Bush Address to Focus on Alternative Fuels and Nuclear Plants

Published on: January 31, 2006

By Elisabeth Bumiller and David E. Sanger


President Bush will renew a call for the development of alternative fuel for automobiles and promote the construction of new nuclear power plants in his State of the Union address on Tuesday night, White House officials said Monday.


After years of partisan arguments over the administration’s efforts to open new parts of the country for oil and gas drilling, Mr. Bush will cast his discussion of nonoil sources of energy as an economic imperative for the United States and a national security necessity to reduce dependence on Middle Eastern oil.


The issues have been part of Mr. Bush’s agenda for years, but never a top priority. He will use his address to refocus attention on them at a time when oil is selling at more than $68 a barrel, close to its all-time high, and Americans are worried about the cost of fueling their cars and heating their homes.


White House officials said the address would contain no expensive policy initiatives at a time of growing deficits and when Congress would be focused on midterm elections. Mr. Bush will also use the address to announce new proposals in health care, fiscal policy and what White House officials are calling “American competitiveness,” which includes investing in math and science and job training.


White House officials said that Mr. Bush had practiced his speech Friday, Sunday and Monday morning in the White House theater, and that he was on the 23rd draft. They said that it was still being fact-checked, and that there would probably be last-minute changes to include developments on Iran and the Hamas victory in the Palestinian election last week.


Mr. Bush hinted at the energy proposals in his address in an interview with Bob Schieffer of CBS News and talked about hybrid cars that use conventional fuels and battery technology as well as the possibilities of other fuels.


“I agree with Americans who understand being hooked on foreign oil as an economic problem and a natural security problem,” Mr. Bush said.

_ _ _ _ _

WORK INSTRUCTIONS -
a - Answer these from the article on Bush's State of the Union address:
(i) At what price was oil selling when the address was to be given?
(ii) Which draft of the speech was Mr. Bush on?
(iii) Who interviewed Mr. Bush for CBS News?
b - Reproduce word for word the passage of the article on Bush's State of the Union address starting with "By Elisabeth Bumiller" and going on through "officials said Monday.".

INFORMATION GIVEN -
_ _ _ _ _

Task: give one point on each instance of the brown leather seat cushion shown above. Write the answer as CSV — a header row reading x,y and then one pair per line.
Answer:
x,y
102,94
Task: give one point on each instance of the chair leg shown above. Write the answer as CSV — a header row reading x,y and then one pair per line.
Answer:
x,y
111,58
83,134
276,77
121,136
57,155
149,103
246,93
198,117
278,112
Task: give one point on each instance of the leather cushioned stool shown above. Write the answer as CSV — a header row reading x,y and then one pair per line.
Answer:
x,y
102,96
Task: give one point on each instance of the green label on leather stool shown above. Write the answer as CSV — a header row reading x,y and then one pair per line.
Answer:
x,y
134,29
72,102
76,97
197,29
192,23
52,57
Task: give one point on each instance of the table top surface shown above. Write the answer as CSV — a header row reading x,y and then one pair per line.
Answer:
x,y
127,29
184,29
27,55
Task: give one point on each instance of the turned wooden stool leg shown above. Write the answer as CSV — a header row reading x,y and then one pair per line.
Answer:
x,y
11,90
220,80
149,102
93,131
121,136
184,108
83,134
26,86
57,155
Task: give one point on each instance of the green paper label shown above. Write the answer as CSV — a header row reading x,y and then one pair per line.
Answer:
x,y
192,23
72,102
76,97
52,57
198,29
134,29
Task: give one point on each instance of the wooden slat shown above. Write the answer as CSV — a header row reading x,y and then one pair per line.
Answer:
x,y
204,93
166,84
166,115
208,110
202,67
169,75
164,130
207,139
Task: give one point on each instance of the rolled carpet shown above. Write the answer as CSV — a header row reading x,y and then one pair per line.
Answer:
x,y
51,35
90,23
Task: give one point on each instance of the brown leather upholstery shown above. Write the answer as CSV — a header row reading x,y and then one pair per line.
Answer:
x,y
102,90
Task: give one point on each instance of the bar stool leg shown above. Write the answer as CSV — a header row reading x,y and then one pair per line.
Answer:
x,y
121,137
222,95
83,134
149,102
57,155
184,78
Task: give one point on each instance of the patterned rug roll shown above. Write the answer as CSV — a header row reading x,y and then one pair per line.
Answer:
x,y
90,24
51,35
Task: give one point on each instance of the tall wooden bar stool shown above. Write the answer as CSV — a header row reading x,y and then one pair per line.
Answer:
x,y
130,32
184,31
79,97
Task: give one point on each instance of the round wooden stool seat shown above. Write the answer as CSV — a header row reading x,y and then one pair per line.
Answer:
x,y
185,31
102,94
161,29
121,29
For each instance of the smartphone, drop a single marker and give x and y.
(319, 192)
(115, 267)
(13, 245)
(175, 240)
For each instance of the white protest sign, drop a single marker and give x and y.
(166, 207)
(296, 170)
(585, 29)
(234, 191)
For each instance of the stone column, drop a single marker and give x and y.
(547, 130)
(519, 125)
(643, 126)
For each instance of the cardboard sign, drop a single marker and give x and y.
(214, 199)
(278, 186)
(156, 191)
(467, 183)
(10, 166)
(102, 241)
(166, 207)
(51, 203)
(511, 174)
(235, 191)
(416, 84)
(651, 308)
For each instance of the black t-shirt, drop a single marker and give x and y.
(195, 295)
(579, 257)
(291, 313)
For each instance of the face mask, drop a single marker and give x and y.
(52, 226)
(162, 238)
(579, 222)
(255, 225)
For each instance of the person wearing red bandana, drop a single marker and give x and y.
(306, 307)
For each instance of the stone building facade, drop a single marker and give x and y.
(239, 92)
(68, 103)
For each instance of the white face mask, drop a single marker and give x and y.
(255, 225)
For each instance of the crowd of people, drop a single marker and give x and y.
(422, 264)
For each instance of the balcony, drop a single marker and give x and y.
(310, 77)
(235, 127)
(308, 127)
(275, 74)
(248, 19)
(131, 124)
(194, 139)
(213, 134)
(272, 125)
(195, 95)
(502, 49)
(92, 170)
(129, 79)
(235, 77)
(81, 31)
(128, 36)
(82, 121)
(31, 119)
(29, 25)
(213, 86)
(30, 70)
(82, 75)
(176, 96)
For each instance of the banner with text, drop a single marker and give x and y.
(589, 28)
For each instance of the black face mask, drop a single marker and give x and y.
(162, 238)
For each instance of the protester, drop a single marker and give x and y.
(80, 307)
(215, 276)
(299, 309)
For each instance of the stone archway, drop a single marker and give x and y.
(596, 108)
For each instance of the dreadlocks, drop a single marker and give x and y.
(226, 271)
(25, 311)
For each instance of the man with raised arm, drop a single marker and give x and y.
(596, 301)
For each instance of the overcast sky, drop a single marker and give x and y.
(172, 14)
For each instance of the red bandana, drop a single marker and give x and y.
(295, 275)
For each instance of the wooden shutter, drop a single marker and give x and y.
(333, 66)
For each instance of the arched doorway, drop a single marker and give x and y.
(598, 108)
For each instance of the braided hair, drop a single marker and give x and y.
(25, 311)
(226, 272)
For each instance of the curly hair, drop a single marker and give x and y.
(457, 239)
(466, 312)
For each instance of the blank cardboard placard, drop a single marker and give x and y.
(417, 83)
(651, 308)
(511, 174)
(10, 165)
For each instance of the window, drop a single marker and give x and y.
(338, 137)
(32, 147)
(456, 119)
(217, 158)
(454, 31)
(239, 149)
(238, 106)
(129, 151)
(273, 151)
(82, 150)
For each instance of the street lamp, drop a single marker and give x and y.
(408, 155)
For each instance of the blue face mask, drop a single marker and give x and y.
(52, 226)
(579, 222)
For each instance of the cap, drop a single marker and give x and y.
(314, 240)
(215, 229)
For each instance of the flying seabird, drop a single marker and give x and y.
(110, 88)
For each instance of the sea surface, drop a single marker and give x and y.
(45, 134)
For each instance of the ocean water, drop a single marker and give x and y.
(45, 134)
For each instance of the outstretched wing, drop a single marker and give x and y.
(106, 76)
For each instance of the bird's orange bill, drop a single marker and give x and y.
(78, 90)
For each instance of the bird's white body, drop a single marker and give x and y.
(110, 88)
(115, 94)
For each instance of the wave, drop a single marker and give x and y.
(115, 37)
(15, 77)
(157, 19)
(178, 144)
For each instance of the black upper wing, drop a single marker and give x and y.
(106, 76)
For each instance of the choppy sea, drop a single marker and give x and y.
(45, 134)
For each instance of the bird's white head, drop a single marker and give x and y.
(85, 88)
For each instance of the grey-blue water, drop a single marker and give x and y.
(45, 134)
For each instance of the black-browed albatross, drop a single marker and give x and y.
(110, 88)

_ _ _ _ _

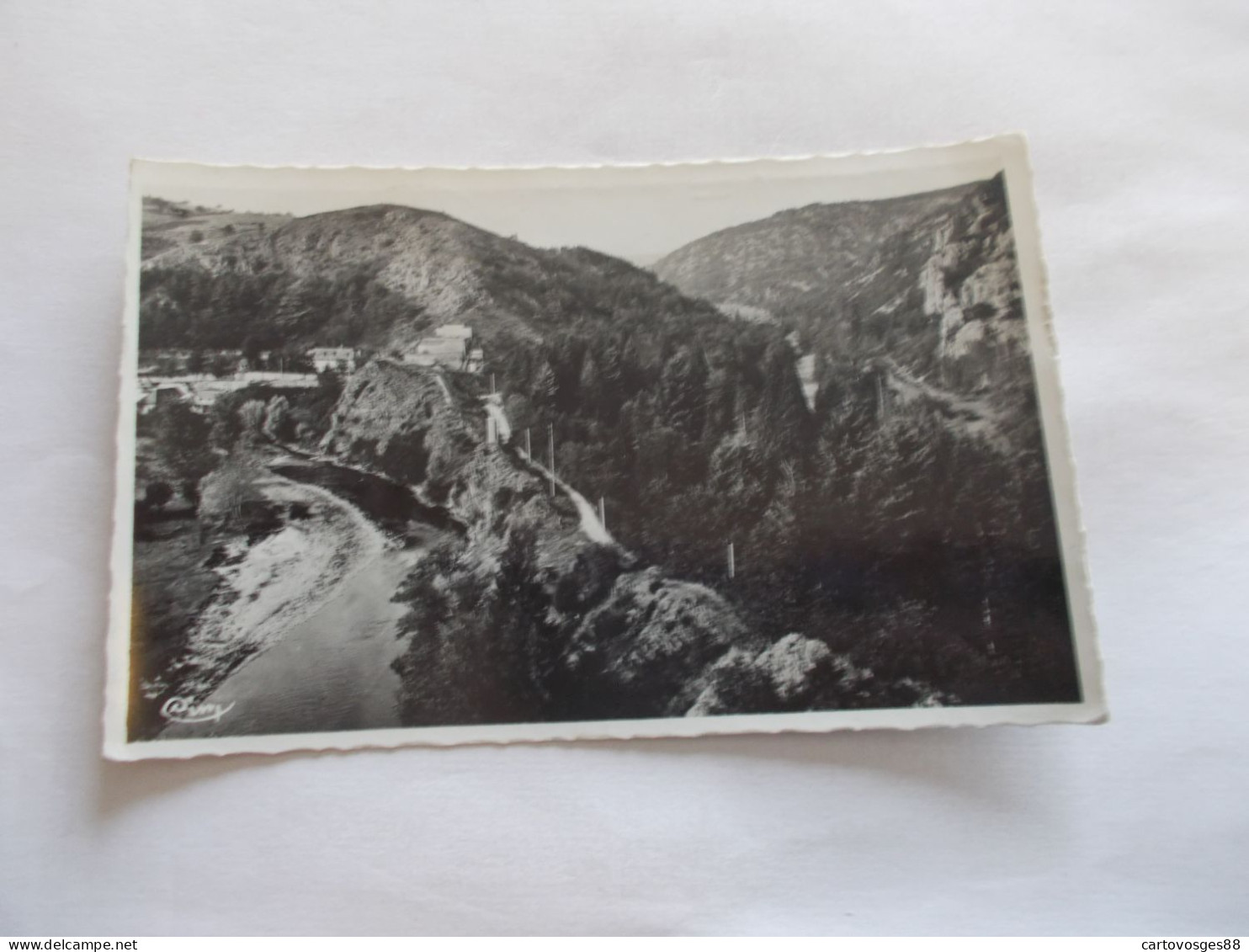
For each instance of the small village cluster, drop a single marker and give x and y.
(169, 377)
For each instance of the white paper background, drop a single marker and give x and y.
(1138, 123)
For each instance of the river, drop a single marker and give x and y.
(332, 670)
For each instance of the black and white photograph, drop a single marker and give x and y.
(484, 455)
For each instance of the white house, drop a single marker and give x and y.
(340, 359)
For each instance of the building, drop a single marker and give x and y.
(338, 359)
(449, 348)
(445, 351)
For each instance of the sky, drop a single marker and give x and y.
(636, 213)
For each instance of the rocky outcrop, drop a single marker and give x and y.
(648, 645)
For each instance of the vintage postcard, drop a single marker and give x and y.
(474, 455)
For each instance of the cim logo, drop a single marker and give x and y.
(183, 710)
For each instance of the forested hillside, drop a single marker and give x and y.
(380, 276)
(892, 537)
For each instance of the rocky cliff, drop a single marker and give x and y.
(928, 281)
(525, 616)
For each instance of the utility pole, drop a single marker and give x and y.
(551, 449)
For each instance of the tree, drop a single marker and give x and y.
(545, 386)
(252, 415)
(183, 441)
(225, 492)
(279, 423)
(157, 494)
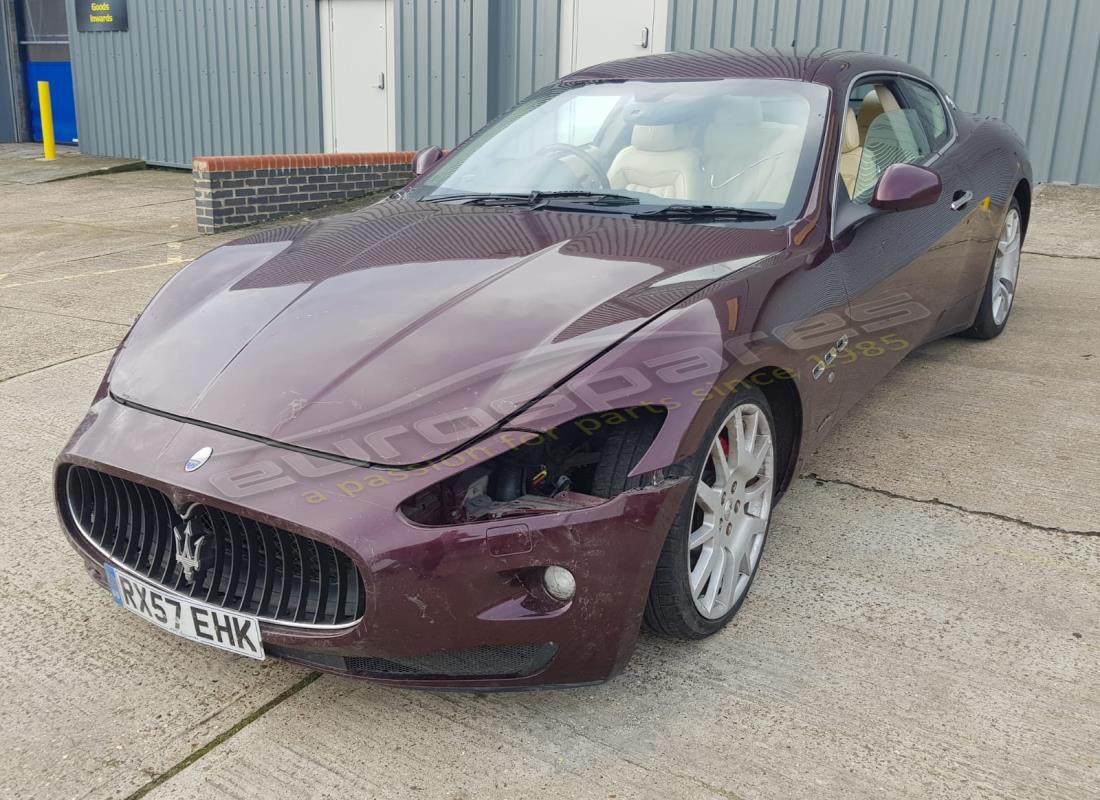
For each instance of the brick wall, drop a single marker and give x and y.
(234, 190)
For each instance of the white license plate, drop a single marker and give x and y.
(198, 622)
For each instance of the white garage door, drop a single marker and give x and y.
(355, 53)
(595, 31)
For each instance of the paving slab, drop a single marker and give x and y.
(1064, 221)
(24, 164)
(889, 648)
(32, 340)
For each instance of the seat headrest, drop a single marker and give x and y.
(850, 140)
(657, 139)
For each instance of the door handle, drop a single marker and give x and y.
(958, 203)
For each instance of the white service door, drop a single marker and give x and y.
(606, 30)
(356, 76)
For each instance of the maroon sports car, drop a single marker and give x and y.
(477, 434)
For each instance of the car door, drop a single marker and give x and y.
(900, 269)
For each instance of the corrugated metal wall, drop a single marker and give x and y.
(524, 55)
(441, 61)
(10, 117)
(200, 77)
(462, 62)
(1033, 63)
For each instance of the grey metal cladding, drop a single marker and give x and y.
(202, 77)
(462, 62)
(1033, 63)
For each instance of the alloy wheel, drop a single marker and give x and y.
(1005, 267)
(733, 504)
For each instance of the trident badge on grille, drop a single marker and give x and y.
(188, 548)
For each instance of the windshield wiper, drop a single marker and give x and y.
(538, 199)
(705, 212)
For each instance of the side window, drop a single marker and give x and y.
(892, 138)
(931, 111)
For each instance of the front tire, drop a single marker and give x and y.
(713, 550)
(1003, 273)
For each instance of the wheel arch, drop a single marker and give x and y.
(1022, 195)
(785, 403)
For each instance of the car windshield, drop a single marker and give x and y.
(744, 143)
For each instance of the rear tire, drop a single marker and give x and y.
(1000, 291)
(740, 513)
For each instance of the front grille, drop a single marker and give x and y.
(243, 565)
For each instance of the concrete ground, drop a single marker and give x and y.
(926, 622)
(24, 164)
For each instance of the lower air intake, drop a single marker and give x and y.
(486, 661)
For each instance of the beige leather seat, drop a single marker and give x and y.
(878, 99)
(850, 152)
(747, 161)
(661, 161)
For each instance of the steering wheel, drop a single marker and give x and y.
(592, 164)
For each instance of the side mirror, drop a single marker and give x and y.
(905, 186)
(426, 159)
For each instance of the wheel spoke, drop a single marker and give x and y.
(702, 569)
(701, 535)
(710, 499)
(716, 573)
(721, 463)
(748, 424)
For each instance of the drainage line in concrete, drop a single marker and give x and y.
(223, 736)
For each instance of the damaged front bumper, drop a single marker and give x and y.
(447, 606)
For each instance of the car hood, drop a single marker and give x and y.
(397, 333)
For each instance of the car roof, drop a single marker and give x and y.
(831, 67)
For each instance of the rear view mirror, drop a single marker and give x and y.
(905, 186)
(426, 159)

_ _ _ _ _

LIST OF SOLUTIONS -
a -
(i) More than $68 a barrel, close to its all-time high.
(ii) The 23rd draft.
(iii) Bob Schieffer.

b -
By Elisabeth Bumiller and David E. Sanger


President Bush will renew a call for the development of alternative fuel for automobiles and promote the construction of new nuclear power plants in his State of the Union address on Tuesday night, White House officials said Monday.